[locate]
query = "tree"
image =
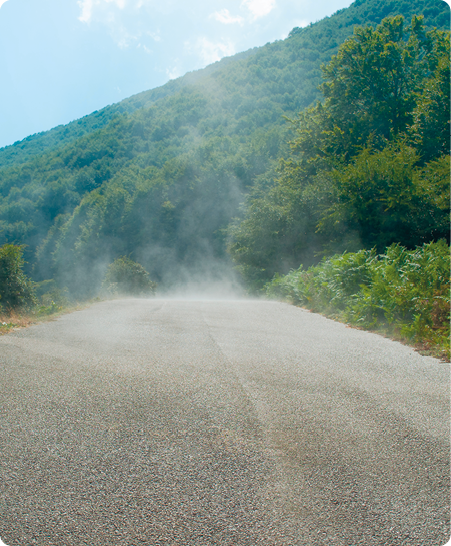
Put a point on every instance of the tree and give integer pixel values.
(124, 276)
(432, 127)
(16, 290)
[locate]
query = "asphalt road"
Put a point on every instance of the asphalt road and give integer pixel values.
(164, 422)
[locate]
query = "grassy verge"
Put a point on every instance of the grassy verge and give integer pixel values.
(17, 319)
(405, 294)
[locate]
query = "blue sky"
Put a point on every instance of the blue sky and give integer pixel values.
(63, 59)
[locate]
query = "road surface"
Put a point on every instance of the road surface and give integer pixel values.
(179, 423)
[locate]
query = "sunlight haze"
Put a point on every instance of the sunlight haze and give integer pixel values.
(63, 60)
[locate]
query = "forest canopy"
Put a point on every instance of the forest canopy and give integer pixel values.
(160, 177)
(369, 166)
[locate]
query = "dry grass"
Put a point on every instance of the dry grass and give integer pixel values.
(16, 320)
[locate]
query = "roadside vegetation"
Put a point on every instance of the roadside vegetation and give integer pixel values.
(403, 293)
(24, 302)
(356, 186)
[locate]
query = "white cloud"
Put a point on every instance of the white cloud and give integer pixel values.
(259, 8)
(211, 52)
(224, 16)
(155, 36)
(87, 7)
(86, 10)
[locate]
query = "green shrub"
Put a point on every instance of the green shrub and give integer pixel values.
(404, 291)
(16, 290)
(124, 276)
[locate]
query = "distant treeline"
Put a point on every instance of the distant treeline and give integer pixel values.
(369, 166)
(160, 177)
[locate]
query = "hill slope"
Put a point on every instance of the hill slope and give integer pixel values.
(160, 175)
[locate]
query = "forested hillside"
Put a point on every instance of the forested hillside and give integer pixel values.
(160, 176)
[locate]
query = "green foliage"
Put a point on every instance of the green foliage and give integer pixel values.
(16, 290)
(357, 176)
(124, 276)
(160, 175)
(406, 291)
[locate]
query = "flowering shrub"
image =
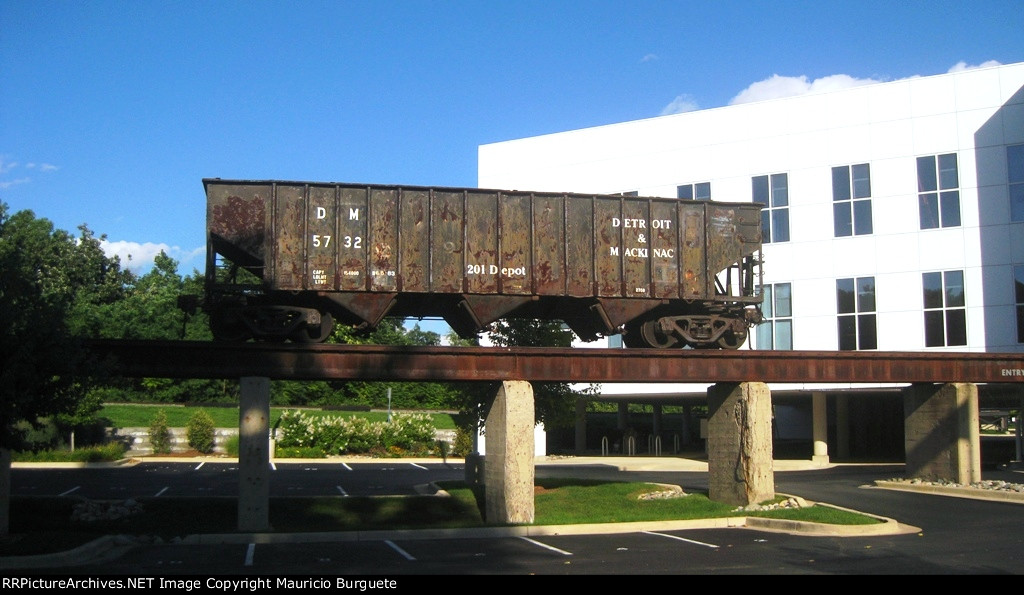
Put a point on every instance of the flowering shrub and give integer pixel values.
(407, 433)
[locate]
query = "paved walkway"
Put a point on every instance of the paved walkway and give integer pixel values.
(114, 545)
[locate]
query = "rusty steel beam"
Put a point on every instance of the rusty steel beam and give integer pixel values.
(330, 362)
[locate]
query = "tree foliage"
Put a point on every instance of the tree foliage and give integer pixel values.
(554, 401)
(50, 281)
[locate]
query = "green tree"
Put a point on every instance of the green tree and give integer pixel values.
(50, 282)
(160, 433)
(201, 432)
(554, 401)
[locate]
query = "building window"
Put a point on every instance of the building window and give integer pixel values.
(945, 308)
(1019, 300)
(1015, 167)
(697, 192)
(773, 193)
(938, 190)
(775, 332)
(855, 306)
(852, 200)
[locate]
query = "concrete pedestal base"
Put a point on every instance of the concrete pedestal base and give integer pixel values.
(941, 432)
(508, 469)
(739, 449)
(254, 455)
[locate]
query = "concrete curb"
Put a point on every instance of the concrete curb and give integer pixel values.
(956, 492)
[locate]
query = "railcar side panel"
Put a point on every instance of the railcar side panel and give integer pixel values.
(695, 278)
(414, 242)
(580, 247)
(514, 267)
(481, 243)
(321, 271)
(549, 250)
(448, 264)
(608, 247)
(635, 249)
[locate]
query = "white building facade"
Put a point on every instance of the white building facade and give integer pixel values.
(894, 212)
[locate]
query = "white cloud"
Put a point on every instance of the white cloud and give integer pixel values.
(139, 257)
(777, 86)
(7, 183)
(41, 166)
(963, 66)
(7, 166)
(679, 104)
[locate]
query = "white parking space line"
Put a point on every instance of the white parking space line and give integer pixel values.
(404, 554)
(547, 547)
(696, 543)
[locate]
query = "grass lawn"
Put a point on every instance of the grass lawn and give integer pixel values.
(46, 524)
(140, 416)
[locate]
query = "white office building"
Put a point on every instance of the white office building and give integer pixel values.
(894, 212)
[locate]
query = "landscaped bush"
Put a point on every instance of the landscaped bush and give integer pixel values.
(160, 434)
(201, 432)
(406, 434)
(96, 454)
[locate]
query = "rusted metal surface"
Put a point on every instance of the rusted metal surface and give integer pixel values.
(329, 362)
(596, 261)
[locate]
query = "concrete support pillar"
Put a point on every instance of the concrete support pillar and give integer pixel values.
(581, 426)
(686, 432)
(942, 433)
(1019, 433)
(657, 447)
(819, 427)
(508, 468)
(4, 492)
(739, 448)
(843, 427)
(254, 454)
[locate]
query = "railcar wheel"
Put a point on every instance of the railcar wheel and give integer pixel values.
(653, 336)
(315, 334)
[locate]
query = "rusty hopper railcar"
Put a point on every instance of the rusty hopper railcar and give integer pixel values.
(662, 271)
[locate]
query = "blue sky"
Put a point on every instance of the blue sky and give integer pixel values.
(113, 112)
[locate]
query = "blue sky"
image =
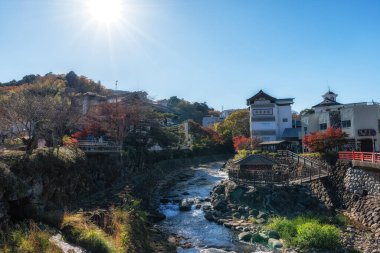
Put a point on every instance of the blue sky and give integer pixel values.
(215, 51)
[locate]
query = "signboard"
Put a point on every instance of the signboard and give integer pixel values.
(366, 132)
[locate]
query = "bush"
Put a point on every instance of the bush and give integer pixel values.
(315, 155)
(27, 239)
(306, 232)
(313, 234)
(78, 229)
(286, 228)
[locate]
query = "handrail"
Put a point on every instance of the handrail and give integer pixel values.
(299, 158)
(371, 157)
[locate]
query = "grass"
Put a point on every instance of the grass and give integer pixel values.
(78, 229)
(118, 230)
(312, 155)
(27, 238)
(252, 220)
(306, 232)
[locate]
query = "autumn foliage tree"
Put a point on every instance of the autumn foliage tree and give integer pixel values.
(331, 139)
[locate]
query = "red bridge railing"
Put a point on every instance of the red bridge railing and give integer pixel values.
(360, 156)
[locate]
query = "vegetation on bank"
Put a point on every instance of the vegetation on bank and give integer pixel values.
(307, 232)
(27, 238)
(115, 230)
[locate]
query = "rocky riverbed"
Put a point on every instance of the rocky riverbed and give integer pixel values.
(246, 210)
(185, 199)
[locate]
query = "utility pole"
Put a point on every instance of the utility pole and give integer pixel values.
(117, 115)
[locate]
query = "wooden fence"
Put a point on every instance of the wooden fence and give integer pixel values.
(360, 156)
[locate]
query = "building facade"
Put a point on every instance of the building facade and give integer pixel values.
(269, 116)
(361, 121)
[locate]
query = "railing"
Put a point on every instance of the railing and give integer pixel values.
(360, 156)
(310, 170)
(297, 170)
(98, 147)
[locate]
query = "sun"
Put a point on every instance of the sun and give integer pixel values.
(105, 11)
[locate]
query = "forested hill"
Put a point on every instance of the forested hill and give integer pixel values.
(69, 81)
(73, 83)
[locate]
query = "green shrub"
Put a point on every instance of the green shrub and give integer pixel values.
(27, 239)
(78, 229)
(286, 228)
(341, 220)
(306, 232)
(312, 155)
(312, 234)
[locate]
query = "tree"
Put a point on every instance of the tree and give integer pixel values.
(41, 110)
(323, 141)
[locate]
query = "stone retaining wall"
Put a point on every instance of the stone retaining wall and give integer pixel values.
(360, 179)
(356, 189)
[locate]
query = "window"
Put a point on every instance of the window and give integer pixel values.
(346, 123)
(262, 111)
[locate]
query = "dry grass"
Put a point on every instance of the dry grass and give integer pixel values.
(27, 239)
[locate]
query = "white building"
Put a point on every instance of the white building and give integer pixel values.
(269, 116)
(210, 121)
(361, 121)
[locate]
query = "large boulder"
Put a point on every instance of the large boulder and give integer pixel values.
(259, 238)
(219, 204)
(245, 236)
(185, 205)
(274, 243)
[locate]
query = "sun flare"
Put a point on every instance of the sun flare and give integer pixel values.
(105, 11)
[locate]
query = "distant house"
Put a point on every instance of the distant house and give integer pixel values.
(210, 121)
(225, 113)
(270, 117)
(361, 121)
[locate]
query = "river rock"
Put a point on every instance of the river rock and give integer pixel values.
(258, 238)
(209, 217)
(274, 243)
(156, 217)
(245, 236)
(261, 215)
(206, 207)
(260, 221)
(185, 205)
(219, 204)
(164, 200)
(274, 234)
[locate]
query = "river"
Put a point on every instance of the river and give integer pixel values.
(203, 235)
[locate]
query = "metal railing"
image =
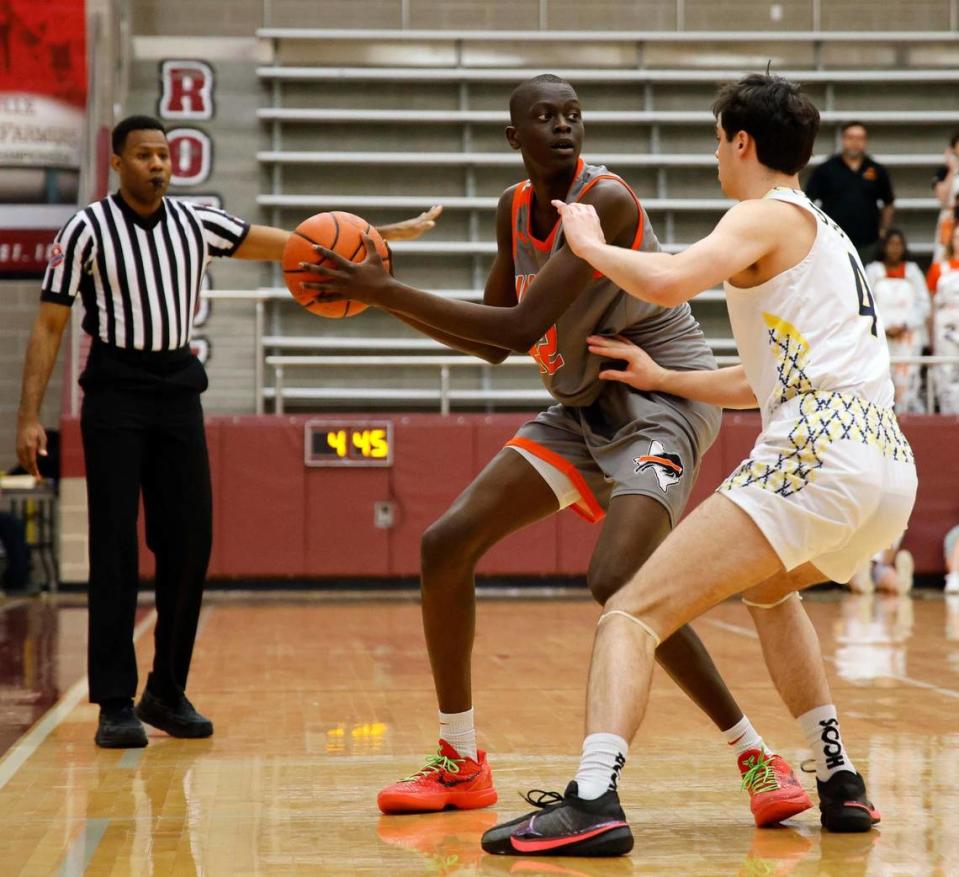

-=-=-

Pull out every line of the items above that contains the word "paved".

query = "paved walkway"
Put a point on every instance of the paved walkway and give integer pixel values.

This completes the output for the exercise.